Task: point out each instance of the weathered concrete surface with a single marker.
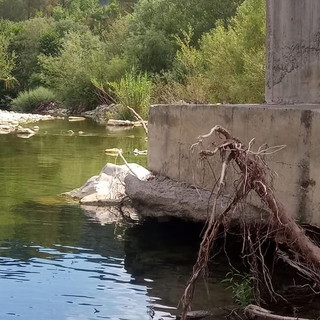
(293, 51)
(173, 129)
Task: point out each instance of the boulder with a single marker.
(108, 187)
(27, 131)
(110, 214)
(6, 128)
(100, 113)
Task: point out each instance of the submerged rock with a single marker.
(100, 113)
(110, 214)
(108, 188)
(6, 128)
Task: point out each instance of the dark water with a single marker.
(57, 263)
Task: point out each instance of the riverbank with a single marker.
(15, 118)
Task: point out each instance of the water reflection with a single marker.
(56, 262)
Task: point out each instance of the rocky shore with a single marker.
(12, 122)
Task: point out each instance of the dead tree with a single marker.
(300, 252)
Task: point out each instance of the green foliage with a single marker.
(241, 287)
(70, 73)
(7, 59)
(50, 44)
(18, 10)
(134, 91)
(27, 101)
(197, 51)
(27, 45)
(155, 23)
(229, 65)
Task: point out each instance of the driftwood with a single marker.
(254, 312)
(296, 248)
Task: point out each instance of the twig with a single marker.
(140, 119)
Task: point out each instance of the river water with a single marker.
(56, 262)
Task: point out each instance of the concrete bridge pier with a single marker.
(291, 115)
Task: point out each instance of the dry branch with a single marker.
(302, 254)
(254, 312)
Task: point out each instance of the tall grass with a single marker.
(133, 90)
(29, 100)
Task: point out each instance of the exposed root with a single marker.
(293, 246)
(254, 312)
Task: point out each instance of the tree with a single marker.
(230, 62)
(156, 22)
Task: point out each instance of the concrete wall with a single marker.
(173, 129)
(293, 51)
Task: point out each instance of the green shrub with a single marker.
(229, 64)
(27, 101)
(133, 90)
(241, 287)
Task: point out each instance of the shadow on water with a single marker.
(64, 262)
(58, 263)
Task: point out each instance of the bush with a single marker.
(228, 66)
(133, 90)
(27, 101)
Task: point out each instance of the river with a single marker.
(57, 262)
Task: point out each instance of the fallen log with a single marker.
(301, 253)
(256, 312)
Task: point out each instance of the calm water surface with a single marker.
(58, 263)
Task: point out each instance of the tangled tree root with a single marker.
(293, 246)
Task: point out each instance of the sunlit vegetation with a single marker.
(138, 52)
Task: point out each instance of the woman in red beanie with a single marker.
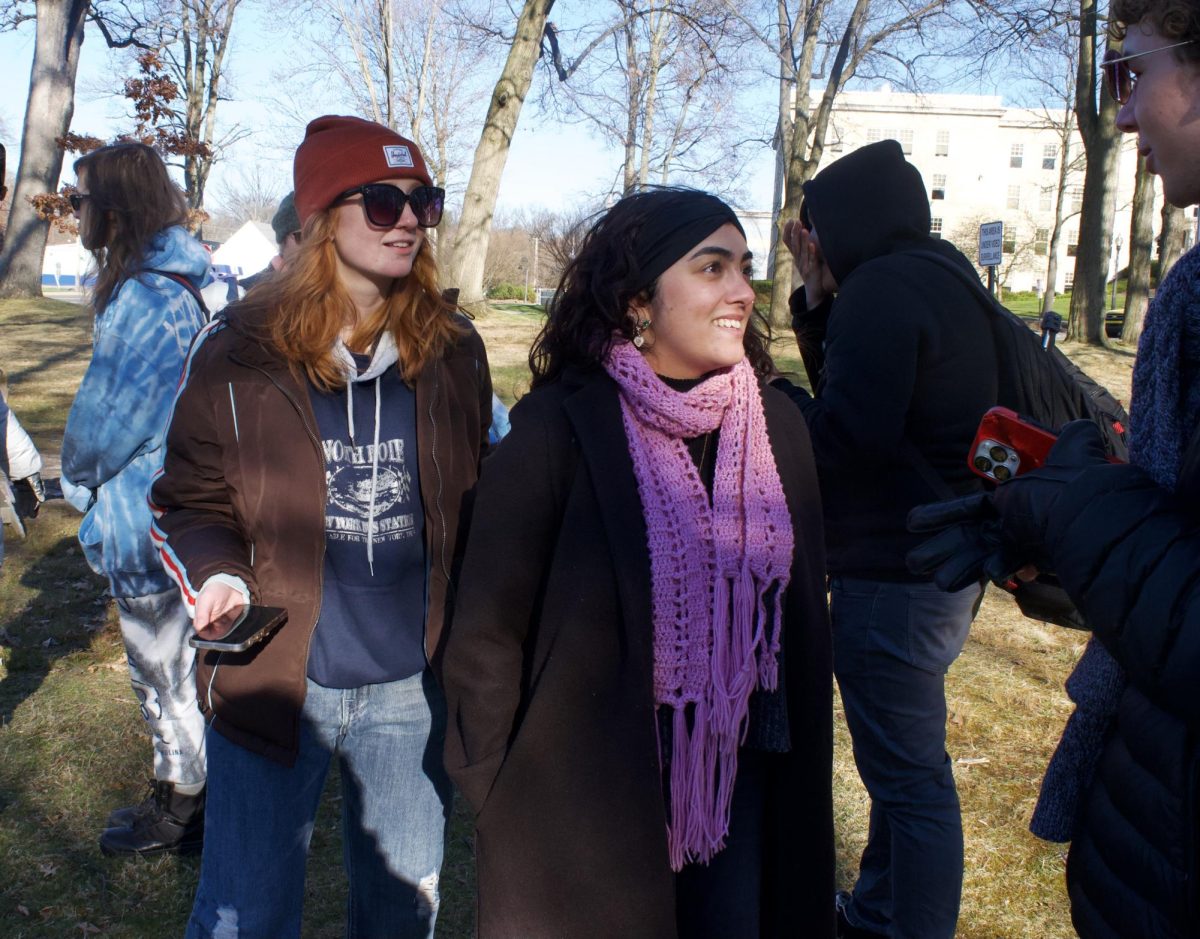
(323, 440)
========
§ **EXERCISE REQUIREMENTS**:
Every line of the material should be repeated precisely; pictures are to be excluded.

§ **RESPONSE AREA**:
Task: point out each instance of the weathered concrete surface with a single marker.
(293, 51)
(173, 129)
Task: point out each instance of the boulder with a single marker.
(108, 187)
(27, 131)
(110, 214)
(6, 128)
(100, 113)
Task: point out each instance of the submerged rock with a single marker.
(100, 113)
(110, 214)
(108, 188)
(6, 128)
Task: point out each instance of the dark water with a single marker.
(57, 263)
Task: point out each instance of the riverbank with a single marker.
(15, 118)
Task: point out each instance of the water reflection with a single marker.
(56, 262)
Task: point out each instance of the rocky shore with a single marker.
(12, 122)
Task: point out each instance of the dead tree with a single marker.
(300, 252)
Task: point out each instance of the green foliage with a single marker.
(241, 287)
(70, 73)
(7, 59)
(50, 44)
(18, 10)
(134, 91)
(27, 101)
(197, 51)
(27, 45)
(155, 23)
(229, 65)
Task: point out each instance of the driftwood with a single marker.
(254, 312)
(296, 248)
Task: point out each instance of the twig with a single marker.
(140, 119)
Task: point out each instance of the river water with a single marker.
(56, 262)
Task: point out each instance of the concrete bridge pier with a single marker.
(291, 115)
Task: point out each instance of the dry branch with a single marker.
(302, 254)
(254, 312)
Task: point out each instance of the tall grass with a single marker.
(133, 90)
(29, 100)
Task: point out each instance of the exposed root with a single marker.
(293, 246)
(254, 312)
Task: point out each instance of the tree with a single marker.
(230, 62)
(156, 22)
Task: point out each instance of the concrete wall with a single marker.
(173, 129)
(293, 51)
Task: point out each instance of the green shrub with a single marker.
(229, 64)
(27, 101)
(133, 90)
(241, 287)
Task: point out each instance of the shadow on water with a single marker.
(64, 262)
(58, 263)
Task: point out each instance of the bush with a single marker.
(228, 66)
(133, 90)
(27, 101)
Task: point out each instance of the river with a single marker.
(57, 262)
Task: point out each instance of the fallen log with a single marker.
(301, 253)
(256, 312)
Task: point out each instance of the calm water surface with a single marker.
(58, 263)
Task: point out each instance of the tangled tree root with a single marker.
(293, 246)
Task: point out each instance of the sunlit vegetation with a single marker.
(138, 52)
Task: point out each instance of the woman in red beanie with a single marker.
(323, 440)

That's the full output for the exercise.